■ What you are asked to do ■
Your copy must hold every line of the records word for word. It must hold no pictures.

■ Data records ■
######
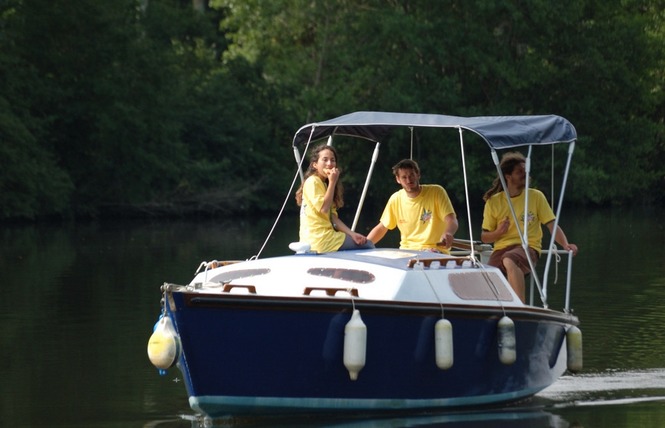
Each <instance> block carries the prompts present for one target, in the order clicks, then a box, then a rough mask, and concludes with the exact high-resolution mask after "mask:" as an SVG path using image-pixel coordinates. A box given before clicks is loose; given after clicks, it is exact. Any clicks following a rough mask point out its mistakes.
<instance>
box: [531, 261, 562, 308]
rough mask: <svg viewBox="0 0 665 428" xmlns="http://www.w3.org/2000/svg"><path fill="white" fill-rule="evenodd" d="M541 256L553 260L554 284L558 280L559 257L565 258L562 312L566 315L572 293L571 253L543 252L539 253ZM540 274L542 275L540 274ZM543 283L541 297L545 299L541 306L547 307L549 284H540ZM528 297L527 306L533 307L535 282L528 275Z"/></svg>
mask: <svg viewBox="0 0 665 428" xmlns="http://www.w3.org/2000/svg"><path fill="white" fill-rule="evenodd" d="M541 256H546V257H552V258H553V259H554V260H555V269H554V278H555V281H554V283H555V284H556V281H557V280H558V266H559V262H560V261H561V256H566V257H567V260H566V287H565V296H564V307H563V310H564V312H566V313H570V312H571V309H570V294H571V292H572V272H573V252H572V251H567V250H559V249H556V250H543V251H542V253H541ZM541 274H542V273H541ZM542 283H543V292H542V295H543V296H544V297H545V301H544V302H543V306H545V307H547V306H548V303H547V301H548V299H547V296H548V288H549V287H548V284H549V282H542ZM529 285H530V293H529V294H530V295H529V304H531V305H533V304H534V300H535V296H534V295H535V294H536V291H537V284H536V280H535V279H534V277H533V275H530V281H529Z"/></svg>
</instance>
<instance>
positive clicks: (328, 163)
mask: <svg viewBox="0 0 665 428" xmlns="http://www.w3.org/2000/svg"><path fill="white" fill-rule="evenodd" d="M313 166H314V169H316V172H317V173H318V174H319V175H320V176H321V177H323V178H326V177H328V175H327V174H326V173H325V171H326V170H330V169H333V168H337V159H336V158H335V153H333V151H332V150H330V149H323V150H321V151H320V152H319V159H318V160H317V161H316V162H315V163H314V164H313Z"/></svg>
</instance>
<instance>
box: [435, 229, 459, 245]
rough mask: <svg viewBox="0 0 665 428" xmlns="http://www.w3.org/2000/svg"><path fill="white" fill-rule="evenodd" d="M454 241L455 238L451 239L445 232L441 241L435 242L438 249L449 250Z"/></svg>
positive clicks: (449, 233) (441, 239) (452, 236)
mask: <svg viewBox="0 0 665 428" xmlns="http://www.w3.org/2000/svg"><path fill="white" fill-rule="evenodd" d="M454 239H455V238H454V237H453V235H452V234H451V233H448V232H446V233H444V234H443V236H442V237H441V241H440V242H437V243H436V245H437V246H439V247H443V248H450V247H452V246H453V240H454Z"/></svg>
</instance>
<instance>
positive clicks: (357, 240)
mask: <svg viewBox="0 0 665 428" xmlns="http://www.w3.org/2000/svg"><path fill="white" fill-rule="evenodd" d="M332 220H333V224H334V225H335V229H337V230H339V231H340V232H344V233H346V234H347V235H349V236H350V237H351V239H353V242H355V243H356V244H358V245H365V243H366V242H367V238H366V237H365V235H361V234H360V233H357V232H354V231H353V230H351V228H350V227H349V226H347V225H346V224H344V222H343V221H342V220H340V218H339V217H338V216H336V215H335V214H333V215H332Z"/></svg>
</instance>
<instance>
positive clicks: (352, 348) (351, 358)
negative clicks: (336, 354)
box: [344, 309, 367, 380]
######
■ Solution to this task ■
Each <instance> block carries the prompts present for one target, in the order clicks, then a box, then a rough mask, and concludes with the exact high-resolution mask after "mask:" as an SVG path using image-pixel coordinates. A box given before clicks is loose; given after clicks, it is exact. Any clicks following a rough mask point out its mistakes.
<instance>
box: [531, 261, 562, 308]
rough mask: <svg viewBox="0 0 665 428" xmlns="http://www.w3.org/2000/svg"><path fill="white" fill-rule="evenodd" d="M541 256L553 260L554 284L558 280L559 257L565 258L562 312L566 315L572 293L571 253L543 252L539 253ZM540 274L542 275L540 274ZM543 283L541 297L545 299L541 306L547 307L549 284H540ZM528 297L527 306L533 307L535 282L528 275Z"/></svg>
mask: <svg viewBox="0 0 665 428" xmlns="http://www.w3.org/2000/svg"><path fill="white" fill-rule="evenodd" d="M541 256H546V257H552V258H553V259H554V260H555V269H554V278H555V281H554V283H555V284H556V281H557V280H558V266H559V262H560V261H561V256H566V257H567V260H566V287H565V296H564V307H563V310H564V312H566V313H570V312H571V309H570V294H571V292H572V272H573V252H572V251H567V250H559V249H556V250H543V251H542V253H541ZM541 274H542V273H541ZM542 283H543V292H542V295H543V296H544V297H545V301H544V302H543V306H545V307H547V306H548V303H547V301H548V299H547V296H548V288H549V287H548V284H549V282H542ZM529 285H530V293H529V294H530V295H529V304H531V305H533V304H534V300H535V296H534V295H535V294H536V291H537V284H536V280H535V279H534V277H533V275H530V281H529Z"/></svg>
</instance>
<instance>
positive clicks: (328, 163)
mask: <svg viewBox="0 0 665 428" xmlns="http://www.w3.org/2000/svg"><path fill="white" fill-rule="evenodd" d="M313 166H314V169H316V172H317V173H318V174H319V175H320V176H321V177H323V178H326V177H328V175H327V174H326V173H325V171H326V170H330V169H333V168H337V159H336V158H335V153H333V151H332V150H330V149H323V150H321V151H320V152H319V159H318V160H317V161H316V162H315V163H314V164H313Z"/></svg>
</instance>
<instance>
box: [435, 229, 459, 245]
rough mask: <svg viewBox="0 0 665 428" xmlns="http://www.w3.org/2000/svg"><path fill="white" fill-rule="evenodd" d="M454 241L455 238L451 239L445 232L441 241L435 242L438 249L449 250Z"/></svg>
positive clicks: (449, 233) (441, 239) (452, 236)
mask: <svg viewBox="0 0 665 428" xmlns="http://www.w3.org/2000/svg"><path fill="white" fill-rule="evenodd" d="M454 239H455V238H454V237H453V235H452V234H451V233H448V232H446V233H444V234H443V236H442V237H441V241H440V242H437V243H436V245H437V246H439V247H443V248H450V247H452V246H453V240H454Z"/></svg>
</instance>
<instance>
positive clicks: (357, 240)
mask: <svg viewBox="0 0 665 428" xmlns="http://www.w3.org/2000/svg"><path fill="white" fill-rule="evenodd" d="M332 220H333V224H334V225H335V229H337V230H339V231H340V232H344V233H346V234H347V235H349V236H350V237H351V239H353V242H355V243H356V244H358V245H365V243H366V242H367V238H366V237H365V235H361V234H360V233H357V232H354V231H353V230H351V228H350V227H349V226H347V225H346V224H344V222H343V221H342V220H340V218H339V217H338V216H336V215H335V214H333V215H332Z"/></svg>
</instance>
<instance>
positive clicks: (352, 348) (351, 358)
negative clicks: (336, 354)
box: [344, 309, 367, 380]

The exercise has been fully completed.